GOAL OF THE EXERCISE
Write out exactly the lines from the one containing "In this exercise you will annotate each instance of the potted" through the last line of the records below, including both.

Point annotation dataset records:
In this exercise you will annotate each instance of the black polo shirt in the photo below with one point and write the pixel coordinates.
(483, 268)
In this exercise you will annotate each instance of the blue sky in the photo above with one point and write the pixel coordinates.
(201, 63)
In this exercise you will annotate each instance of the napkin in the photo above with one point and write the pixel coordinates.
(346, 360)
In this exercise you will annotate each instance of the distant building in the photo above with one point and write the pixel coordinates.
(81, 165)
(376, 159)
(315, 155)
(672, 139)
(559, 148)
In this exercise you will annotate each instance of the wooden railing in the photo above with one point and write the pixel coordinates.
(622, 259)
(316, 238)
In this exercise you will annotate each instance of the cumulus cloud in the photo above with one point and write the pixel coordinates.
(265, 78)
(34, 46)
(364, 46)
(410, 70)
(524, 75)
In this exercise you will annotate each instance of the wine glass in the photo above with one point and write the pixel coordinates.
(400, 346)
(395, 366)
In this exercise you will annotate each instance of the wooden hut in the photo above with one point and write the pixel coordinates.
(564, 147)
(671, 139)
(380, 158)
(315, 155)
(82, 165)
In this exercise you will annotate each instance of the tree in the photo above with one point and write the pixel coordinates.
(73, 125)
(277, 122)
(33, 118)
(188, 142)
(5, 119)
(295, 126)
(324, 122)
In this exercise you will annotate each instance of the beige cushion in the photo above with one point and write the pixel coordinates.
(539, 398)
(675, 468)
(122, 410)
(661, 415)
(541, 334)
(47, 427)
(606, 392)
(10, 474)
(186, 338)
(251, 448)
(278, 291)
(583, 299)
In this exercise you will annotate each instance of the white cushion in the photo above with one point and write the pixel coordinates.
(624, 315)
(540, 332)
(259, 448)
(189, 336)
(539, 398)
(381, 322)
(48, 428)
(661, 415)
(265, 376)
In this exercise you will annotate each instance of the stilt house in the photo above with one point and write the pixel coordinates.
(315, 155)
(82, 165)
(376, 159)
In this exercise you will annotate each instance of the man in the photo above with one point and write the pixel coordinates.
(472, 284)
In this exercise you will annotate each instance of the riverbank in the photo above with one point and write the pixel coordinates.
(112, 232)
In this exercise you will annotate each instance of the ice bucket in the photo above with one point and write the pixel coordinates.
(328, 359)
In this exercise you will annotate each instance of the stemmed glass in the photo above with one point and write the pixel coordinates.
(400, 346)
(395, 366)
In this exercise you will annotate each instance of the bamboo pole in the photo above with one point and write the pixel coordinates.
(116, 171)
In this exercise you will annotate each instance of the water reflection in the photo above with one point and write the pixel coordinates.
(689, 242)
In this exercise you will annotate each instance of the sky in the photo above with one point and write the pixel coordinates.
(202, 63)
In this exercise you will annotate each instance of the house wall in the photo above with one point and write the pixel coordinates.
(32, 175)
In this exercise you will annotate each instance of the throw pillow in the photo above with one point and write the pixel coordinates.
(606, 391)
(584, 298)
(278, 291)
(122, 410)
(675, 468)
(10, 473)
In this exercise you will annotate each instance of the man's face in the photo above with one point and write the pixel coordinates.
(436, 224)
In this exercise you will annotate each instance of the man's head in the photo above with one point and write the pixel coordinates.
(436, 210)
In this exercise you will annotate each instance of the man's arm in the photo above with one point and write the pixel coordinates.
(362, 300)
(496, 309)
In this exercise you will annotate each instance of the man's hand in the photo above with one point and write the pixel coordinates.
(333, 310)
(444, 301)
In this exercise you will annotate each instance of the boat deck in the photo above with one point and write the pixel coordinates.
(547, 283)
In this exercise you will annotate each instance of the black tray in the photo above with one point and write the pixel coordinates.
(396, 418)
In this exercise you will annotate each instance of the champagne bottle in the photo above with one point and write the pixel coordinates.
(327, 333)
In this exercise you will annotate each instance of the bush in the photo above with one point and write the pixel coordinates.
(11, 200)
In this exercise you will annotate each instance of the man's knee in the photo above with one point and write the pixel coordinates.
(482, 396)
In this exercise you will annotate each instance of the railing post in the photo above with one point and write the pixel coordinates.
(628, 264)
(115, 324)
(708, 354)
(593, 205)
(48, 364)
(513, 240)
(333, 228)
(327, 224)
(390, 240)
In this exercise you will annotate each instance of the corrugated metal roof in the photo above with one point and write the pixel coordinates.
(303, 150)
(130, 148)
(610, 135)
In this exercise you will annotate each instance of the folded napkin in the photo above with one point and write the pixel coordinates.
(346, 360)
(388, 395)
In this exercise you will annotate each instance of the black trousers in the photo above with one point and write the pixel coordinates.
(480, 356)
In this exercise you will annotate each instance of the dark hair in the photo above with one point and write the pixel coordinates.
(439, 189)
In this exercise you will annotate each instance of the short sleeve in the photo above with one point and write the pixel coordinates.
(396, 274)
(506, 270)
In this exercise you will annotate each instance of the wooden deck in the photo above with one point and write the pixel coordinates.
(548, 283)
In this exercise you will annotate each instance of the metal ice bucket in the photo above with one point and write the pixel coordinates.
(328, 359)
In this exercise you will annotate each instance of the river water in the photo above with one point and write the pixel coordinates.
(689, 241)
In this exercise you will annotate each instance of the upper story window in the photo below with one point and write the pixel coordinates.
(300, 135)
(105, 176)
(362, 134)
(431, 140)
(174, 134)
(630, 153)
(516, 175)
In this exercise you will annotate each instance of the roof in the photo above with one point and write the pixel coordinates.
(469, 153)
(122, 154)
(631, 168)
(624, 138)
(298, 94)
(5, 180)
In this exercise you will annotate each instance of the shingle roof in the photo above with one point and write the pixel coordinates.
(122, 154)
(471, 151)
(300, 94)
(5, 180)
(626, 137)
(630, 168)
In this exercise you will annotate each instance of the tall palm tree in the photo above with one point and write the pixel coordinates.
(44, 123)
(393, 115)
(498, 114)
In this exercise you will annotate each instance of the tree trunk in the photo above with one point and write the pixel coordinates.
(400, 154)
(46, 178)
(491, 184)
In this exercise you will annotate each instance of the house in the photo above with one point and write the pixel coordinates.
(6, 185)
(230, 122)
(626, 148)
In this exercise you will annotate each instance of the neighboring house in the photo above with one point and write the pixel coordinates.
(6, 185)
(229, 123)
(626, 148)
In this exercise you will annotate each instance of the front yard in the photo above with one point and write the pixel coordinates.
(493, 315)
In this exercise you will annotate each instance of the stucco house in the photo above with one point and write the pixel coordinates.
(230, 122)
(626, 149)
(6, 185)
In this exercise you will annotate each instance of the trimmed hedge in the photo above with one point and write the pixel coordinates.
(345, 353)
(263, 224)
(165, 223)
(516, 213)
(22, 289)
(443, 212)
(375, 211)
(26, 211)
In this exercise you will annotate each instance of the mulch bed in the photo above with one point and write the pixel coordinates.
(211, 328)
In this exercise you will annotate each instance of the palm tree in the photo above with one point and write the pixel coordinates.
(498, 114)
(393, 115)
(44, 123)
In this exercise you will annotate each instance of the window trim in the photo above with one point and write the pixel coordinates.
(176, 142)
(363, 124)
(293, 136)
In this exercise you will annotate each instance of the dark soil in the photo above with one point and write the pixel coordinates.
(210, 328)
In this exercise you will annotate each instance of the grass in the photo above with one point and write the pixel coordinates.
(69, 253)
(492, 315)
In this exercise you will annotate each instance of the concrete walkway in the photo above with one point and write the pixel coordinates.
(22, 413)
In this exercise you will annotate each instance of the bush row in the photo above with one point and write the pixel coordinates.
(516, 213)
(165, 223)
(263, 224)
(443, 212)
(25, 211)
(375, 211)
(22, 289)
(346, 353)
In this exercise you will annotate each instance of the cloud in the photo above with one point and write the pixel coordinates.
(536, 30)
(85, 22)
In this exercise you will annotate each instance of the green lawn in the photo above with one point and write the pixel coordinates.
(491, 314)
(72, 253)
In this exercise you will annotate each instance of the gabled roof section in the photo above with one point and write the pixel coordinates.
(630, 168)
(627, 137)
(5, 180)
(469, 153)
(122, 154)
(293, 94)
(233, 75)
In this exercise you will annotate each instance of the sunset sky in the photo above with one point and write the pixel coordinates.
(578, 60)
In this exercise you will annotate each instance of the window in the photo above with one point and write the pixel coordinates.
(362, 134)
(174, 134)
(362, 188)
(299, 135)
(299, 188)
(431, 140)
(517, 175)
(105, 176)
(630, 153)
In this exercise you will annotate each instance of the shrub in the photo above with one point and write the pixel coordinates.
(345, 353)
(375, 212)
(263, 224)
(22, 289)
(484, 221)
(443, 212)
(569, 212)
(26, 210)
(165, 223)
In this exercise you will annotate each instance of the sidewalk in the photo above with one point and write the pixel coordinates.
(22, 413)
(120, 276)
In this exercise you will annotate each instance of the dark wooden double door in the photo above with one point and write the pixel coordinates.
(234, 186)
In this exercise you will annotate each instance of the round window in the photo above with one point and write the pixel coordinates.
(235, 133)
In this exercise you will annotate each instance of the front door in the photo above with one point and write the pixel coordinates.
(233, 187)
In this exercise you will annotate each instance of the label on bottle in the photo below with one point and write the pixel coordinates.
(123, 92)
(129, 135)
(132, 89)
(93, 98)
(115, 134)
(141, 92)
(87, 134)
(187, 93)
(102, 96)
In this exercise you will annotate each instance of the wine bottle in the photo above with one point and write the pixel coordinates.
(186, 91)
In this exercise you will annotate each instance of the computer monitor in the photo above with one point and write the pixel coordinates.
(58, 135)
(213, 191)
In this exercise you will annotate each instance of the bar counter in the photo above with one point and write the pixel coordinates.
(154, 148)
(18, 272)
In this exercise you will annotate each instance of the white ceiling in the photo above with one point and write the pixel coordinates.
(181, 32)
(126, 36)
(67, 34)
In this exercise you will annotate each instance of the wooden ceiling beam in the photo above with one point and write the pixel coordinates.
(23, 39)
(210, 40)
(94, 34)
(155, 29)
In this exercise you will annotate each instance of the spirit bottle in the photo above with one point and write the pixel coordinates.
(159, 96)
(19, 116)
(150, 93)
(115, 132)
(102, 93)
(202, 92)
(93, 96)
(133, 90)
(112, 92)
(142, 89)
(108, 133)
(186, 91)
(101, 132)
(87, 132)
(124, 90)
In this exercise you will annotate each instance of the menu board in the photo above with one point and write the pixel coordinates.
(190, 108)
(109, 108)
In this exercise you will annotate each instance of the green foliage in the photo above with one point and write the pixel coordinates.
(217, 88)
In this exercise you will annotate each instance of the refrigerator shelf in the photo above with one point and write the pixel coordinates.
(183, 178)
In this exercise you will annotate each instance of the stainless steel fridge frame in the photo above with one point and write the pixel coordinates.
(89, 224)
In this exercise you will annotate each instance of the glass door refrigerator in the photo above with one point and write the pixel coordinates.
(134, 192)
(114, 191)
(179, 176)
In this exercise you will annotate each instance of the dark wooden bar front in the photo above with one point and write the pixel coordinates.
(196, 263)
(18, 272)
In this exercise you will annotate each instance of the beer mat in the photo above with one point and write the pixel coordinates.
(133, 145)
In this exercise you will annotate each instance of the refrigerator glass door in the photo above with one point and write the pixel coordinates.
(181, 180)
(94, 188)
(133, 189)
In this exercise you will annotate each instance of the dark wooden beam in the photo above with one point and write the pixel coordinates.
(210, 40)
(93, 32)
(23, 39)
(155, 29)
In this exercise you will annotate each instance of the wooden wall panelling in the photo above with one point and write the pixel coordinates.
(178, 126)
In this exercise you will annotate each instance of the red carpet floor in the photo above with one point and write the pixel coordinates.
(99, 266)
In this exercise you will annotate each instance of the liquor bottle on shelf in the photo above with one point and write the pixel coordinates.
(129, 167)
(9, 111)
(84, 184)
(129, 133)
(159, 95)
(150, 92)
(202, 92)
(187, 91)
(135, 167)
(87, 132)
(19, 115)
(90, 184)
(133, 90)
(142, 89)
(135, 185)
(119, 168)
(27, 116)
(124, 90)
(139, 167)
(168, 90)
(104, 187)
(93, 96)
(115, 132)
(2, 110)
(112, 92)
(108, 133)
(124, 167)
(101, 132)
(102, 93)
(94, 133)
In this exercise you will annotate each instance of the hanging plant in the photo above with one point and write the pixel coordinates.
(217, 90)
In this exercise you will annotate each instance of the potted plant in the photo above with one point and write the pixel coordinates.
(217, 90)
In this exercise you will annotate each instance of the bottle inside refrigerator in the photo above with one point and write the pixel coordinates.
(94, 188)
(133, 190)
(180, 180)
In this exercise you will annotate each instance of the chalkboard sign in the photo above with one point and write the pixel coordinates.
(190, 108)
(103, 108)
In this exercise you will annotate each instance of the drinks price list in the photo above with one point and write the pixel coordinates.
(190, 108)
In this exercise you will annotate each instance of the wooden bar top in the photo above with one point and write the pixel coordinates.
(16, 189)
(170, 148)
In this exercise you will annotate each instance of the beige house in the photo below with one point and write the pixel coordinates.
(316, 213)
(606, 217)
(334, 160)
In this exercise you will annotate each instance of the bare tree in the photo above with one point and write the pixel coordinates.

FULL SOLUTION
In this exercise you will annotate each instance of the potted plant in the photo above with one point and write the pixel coordinates.
(217, 90)
In this exercise you will annotate each instance of the bottle inside refrigerator in the photo above with one point and write the pixel coordinates.
(94, 188)
(133, 190)
(180, 180)
In this exercise you will annotate each instance of the chalkboard sign in the photo above with one point and write the pixel coordinates.
(190, 108)
(103, 108)
In this exercise you will annotate each instance of the drinks price list in the photo above with one point and write the pixel coordinates.
(190, 108)
In this exercise you will annotate each instance of the wooden bar top in the photo above with one point and write the pixel coordinates.
(16, 189)
(170, 148)
In this exercise you will annotate each instance of the beige house in the photo below with one point and write the pixel coordinates.
(316, 213)
(606, 217)
(334, 160)
In this exercise you will annotate each instance of the bare tree in the photo above with one point and write the pixel coordinates.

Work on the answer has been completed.